* _TO DO_
**1.** Reproduce the passage on detecting sickness in tweets word for word, starting at "Sadilek, Kautz and" and ending at "during the month.".
**2.** Carry on the passage on detecting sickness in tweets from the point where it stops.

Sadilek, Kautz and Silenzio conducted their work using the Twitter Search API, which allowed them to collect a sample of public tweets from the New York metropolitan area. They collected the tweets for a month beginning on May 18, 2010. They used a Python script to periodically query Twitter for all recent tweets within 100 kilometers of the city center, and they distributed the queries over a number of machines with different IP addresses that asynchronously queried the server to avoid exceeding Twitter's query rate limits. They merged the results and then concentrated on the 6,237 users who posted more than 100 GPS-tagged tweets during the month.
Once they had narrowed the population to users they could reliably follow geographically, they still needed to deal with class imbalance: health-related tweets are relatively scarce compared to other types of messages and so reliably classifying them is tricky. To do so, they trained two different binary SVM classifiers&-SVM is an established model of data in machine learning-to accurately distinguish between tweets that indicated the tweeter was sick and all other tweets. One SVM classifier was highly penalized for inducing a false positive (labeling a normal tweet as one about sickness), while the other was heavily penalized for creating a false negative (labeling a tweet about sickness as a normal tweet).

[Collected data entries]

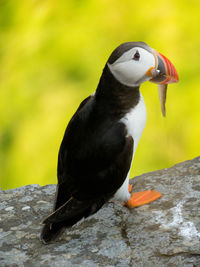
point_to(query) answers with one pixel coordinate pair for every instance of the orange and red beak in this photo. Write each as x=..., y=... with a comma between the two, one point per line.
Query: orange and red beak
x=164, y=71
x=162, y=74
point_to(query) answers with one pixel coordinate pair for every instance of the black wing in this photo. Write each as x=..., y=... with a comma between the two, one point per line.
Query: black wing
x=93, y=162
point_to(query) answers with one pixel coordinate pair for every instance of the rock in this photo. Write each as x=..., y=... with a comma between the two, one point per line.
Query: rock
x=163, y=233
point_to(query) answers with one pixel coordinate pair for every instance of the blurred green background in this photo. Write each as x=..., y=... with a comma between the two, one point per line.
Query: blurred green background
x=51, y=57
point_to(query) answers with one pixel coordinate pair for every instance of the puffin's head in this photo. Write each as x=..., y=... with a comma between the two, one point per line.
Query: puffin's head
x=133, y=63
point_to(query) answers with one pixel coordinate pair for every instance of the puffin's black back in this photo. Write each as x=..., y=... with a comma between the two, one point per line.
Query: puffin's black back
x=94, y=157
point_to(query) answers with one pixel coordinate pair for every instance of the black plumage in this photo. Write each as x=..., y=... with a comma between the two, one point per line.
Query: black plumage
x=95, y=155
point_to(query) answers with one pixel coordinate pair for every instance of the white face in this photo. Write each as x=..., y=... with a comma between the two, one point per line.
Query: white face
x=131, y=68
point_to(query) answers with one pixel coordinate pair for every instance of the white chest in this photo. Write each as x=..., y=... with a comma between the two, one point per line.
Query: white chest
x=135, y=121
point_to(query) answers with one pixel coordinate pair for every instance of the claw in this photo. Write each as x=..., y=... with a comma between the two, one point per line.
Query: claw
x=130, y=186
x=142, y=198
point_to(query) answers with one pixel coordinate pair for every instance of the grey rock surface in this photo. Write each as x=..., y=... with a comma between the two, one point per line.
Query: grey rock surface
x=163, y=233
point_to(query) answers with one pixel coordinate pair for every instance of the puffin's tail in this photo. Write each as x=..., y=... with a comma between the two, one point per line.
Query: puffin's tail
x=67, y=215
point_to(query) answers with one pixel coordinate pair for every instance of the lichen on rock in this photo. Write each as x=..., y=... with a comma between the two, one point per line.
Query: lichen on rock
x=163, y=233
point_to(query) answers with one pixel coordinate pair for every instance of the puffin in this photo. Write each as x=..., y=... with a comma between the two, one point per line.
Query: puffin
x=100, y=141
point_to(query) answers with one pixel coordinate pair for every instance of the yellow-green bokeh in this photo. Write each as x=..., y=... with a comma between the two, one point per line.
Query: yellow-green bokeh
x=51, y=57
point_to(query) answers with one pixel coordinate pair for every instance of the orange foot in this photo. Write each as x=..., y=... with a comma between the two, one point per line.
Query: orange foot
x=140, y=198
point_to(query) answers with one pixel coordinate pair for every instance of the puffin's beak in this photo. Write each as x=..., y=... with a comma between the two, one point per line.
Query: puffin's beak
x=163, y=73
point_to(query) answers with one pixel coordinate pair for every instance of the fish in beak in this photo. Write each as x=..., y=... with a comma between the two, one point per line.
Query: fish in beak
x=162, y=74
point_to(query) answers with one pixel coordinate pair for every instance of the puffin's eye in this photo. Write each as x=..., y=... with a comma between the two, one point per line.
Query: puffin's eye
x=136, y=56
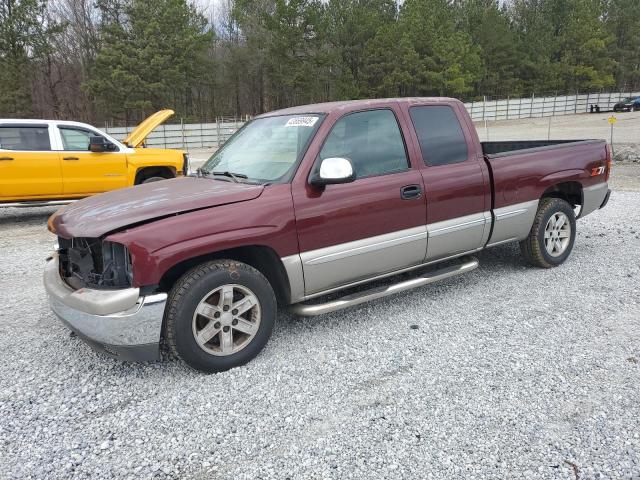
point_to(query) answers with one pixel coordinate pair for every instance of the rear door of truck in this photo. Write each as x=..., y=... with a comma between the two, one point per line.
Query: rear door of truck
x=456, y=178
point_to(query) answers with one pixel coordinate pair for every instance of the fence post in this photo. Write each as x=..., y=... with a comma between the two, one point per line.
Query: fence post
x=184, y=143
x=486, y=128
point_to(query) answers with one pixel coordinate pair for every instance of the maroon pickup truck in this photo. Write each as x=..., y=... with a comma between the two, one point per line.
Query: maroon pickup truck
x=302, y=203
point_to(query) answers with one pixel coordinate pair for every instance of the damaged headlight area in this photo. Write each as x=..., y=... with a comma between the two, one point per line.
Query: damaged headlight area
x=94, y=263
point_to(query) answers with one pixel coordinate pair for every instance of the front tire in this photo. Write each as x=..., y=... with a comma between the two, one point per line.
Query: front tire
x=552, y=235
x=219, y=315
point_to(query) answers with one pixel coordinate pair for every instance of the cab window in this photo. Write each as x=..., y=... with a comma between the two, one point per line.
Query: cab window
x=439, y=134
x=371, y=140
x=29, y=138
x=76, y=139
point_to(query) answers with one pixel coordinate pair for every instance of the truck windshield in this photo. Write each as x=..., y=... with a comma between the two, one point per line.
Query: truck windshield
x=266, y=150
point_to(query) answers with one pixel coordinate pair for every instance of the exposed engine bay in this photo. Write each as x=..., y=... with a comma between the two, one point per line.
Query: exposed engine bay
x=94, y=263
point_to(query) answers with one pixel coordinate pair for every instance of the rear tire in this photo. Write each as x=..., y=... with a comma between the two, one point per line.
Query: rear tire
x=552, y=235
x=219, y=315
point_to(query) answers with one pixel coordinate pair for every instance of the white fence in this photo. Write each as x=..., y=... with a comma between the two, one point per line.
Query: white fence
x=189, y=136
x=543, y=106
x=185, y=136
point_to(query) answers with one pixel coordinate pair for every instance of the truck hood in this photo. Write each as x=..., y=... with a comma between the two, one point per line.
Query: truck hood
x=142, y=131
x=96, y=216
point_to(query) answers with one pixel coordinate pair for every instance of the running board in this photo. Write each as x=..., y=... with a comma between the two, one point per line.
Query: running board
x=467, y=264
x=37, y=203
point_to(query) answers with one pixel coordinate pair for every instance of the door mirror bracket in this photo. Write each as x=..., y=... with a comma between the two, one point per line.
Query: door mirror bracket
x=334, y=170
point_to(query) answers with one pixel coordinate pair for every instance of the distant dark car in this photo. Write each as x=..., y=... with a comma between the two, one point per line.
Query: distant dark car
x=629, y=104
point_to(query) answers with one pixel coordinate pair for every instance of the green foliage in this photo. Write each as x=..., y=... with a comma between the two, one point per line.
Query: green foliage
x=24, y=33
x=151, y=58
x=269, y=54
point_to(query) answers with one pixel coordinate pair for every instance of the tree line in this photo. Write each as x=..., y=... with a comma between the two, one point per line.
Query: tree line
x=119, y=60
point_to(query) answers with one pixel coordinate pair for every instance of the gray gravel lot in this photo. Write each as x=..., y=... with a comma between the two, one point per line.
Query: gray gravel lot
x=508, y=372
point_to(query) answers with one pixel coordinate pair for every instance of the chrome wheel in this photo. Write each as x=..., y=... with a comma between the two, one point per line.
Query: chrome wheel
x=226, y=320
x=557, y=234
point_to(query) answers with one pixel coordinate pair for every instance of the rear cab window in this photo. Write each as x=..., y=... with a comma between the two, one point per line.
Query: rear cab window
x=440, y=135
x=77, y=138
x=371, y=140
x=33, y=138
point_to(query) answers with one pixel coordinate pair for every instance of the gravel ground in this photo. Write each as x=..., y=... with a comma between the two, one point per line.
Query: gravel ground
x=507, y=372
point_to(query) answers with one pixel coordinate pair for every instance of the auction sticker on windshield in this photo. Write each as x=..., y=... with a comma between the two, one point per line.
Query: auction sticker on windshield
x=301, y=122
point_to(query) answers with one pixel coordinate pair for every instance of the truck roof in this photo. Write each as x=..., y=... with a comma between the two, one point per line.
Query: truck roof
x=31, y=121
x=329, y=107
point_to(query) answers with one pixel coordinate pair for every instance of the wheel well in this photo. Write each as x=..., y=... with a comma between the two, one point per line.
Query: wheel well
x=571, y=192
x=148, y=172
x=263, y=259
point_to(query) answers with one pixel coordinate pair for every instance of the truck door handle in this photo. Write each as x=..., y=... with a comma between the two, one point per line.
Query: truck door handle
x=411, y=191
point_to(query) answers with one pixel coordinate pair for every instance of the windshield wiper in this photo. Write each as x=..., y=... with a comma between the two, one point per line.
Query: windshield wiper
x=233, y=176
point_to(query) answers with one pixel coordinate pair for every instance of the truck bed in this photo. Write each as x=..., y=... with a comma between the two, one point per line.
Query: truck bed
x=510, y=147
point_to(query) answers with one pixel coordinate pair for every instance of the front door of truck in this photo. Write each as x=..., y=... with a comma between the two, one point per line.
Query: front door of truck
x=86, y=172
x=29, y=169
x=372, y=226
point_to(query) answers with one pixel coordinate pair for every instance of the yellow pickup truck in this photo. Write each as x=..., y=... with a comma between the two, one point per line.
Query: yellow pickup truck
x=51, y=162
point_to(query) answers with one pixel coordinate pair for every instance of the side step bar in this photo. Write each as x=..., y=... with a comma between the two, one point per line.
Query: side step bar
x=467, y=264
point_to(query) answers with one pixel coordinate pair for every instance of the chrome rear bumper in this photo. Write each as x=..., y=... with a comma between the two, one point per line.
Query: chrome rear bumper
x=121, y=323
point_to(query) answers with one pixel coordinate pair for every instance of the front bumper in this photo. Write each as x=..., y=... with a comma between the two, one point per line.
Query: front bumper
x=120, y=323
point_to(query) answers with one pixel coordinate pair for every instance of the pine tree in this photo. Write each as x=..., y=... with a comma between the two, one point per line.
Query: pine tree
x=150, y=59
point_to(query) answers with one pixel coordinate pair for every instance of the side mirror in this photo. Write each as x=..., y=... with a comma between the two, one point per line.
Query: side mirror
x=99, y=144
x=333, y=170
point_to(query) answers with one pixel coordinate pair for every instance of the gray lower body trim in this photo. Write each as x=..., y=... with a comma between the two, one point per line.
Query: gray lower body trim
x=592, y=198
x=380, y=292
x=37, y=203
x=334, y=266
x=136, y=328
x=458, y=235
x=293, y=267
x=513, y=222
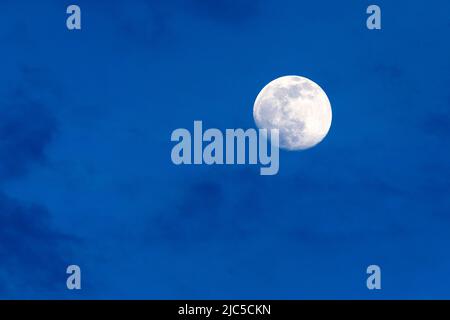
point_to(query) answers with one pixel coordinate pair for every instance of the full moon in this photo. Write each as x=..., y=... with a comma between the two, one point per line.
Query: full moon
x=298, y=108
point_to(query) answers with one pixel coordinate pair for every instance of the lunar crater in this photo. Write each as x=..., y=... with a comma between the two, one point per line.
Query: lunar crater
x=298, y=108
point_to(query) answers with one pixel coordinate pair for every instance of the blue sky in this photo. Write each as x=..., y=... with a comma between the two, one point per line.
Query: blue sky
x=86, y=176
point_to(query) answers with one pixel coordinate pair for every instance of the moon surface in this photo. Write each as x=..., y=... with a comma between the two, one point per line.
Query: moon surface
x=298, y=108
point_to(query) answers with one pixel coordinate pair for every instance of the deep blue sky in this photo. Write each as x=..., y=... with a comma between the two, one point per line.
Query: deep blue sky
x=86, y=176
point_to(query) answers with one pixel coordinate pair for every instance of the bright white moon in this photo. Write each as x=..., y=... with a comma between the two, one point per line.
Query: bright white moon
x=298, y=108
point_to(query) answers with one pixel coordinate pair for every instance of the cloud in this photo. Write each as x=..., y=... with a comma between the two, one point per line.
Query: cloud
x=33, y=255
x=231, y=12
x=26, y=128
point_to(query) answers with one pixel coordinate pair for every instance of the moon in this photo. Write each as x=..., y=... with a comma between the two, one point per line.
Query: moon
x=298, y=108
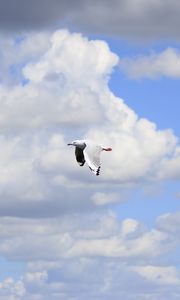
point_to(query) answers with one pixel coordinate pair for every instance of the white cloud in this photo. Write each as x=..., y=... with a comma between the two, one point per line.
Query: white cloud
x=67, y=97
x=159, y=275
x=155, y=65
x=93, y=254
x=74, y=248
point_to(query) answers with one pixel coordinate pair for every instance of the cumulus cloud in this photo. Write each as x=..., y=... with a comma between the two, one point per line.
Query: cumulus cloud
x=166, y=63
x=63, y=260
x=137, y=19
x=62, y=93
x=66, y=95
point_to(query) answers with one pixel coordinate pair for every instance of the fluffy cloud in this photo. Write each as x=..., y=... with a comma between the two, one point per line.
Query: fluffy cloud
x=97, y=255
x=166, y=63
x=62, y=93
x=66, y=96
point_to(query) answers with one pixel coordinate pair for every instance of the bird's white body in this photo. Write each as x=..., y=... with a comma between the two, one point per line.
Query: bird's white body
x=88, y=151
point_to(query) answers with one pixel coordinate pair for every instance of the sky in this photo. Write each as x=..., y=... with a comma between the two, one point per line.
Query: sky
x=107, y=71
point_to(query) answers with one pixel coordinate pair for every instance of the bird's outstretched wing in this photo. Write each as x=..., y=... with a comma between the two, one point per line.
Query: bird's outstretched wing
x=92, y=157
x=79, y=156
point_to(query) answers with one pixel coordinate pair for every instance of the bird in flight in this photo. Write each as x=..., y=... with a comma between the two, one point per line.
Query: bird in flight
x=89, y=152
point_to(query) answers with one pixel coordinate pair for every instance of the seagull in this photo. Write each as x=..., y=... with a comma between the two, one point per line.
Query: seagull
x=88, y=151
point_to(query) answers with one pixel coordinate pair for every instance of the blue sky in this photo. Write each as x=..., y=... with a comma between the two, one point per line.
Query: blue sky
x=107, y=71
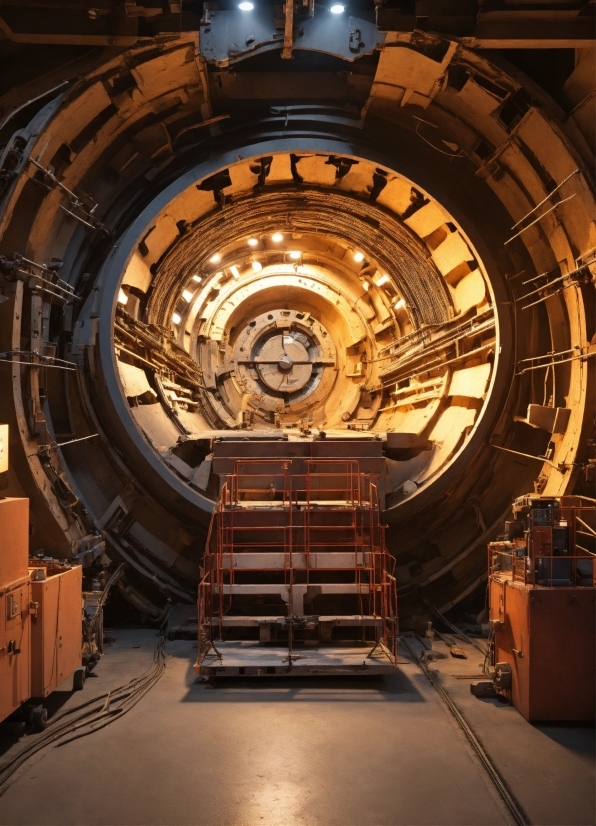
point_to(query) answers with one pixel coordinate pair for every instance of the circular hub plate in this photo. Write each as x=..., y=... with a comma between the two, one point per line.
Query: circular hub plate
x=283, y=364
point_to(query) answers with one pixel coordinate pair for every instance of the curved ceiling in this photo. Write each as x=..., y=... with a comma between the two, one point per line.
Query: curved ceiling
x=419, y=265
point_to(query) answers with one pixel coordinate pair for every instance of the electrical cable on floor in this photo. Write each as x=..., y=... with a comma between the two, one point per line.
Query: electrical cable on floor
x=512, y=804
x=94, y=714
x=455, y=629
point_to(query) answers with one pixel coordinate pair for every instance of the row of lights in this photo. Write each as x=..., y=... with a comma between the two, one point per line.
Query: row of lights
x=335, y=8
x=277, y=237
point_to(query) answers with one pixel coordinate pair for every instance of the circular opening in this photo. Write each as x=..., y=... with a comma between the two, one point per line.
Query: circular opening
x=390, y=332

* _ANSWERS GIVEN_
**1.**
Sadilek, Kautz and Silenzio conducted their work using the Twitter Search API, which allowed them to collect a sample of public tweets from the New York metropolitan area. They collected the tweets for a month beginning on May 18, 2010. They used a Python script to periodically query Twitter for all recent tweets within 100 kilometers of the city center, and they distributed the queries over a number of machines with different IP addresses that asynchronously queried the server to avoid exceeding Twitter's query rate limits. They merged the results and then concentrated on the 6,237 users who posted more than 100 GPS-tagged tweets during the month.

**2.**
Part of that process involved weighting "features"-essentially keywords-to help the SVMs distinguish between "sick" and normal tweets. For instance, the feature "sick" in a message received a positive weight of 0.9579. However, the feature "sick of" received a negative weight of -0.4005, indicating a lower likelihood that the tweeter was ill.
At the other end, they were able to extract more than 700,000 "sick" messages. The researchers then studied the movements of the users who posted these messages, using their Twitter friendships to gain deeper insight into how the contagion spread:
"To quantify the effect of social ties on disease transmission, we leverage users' Twitter friendships," they wrote. "Clearly, there are complex events and interactions that take place "behind the scenes", which are not directly recorded in online social media. However, this work posits that these latent events often exhibit themselves in the activity of the sample of people we can observe. For instance, as we will see, having social ties to infected people significantly increases your chances of becoming ill in the near future."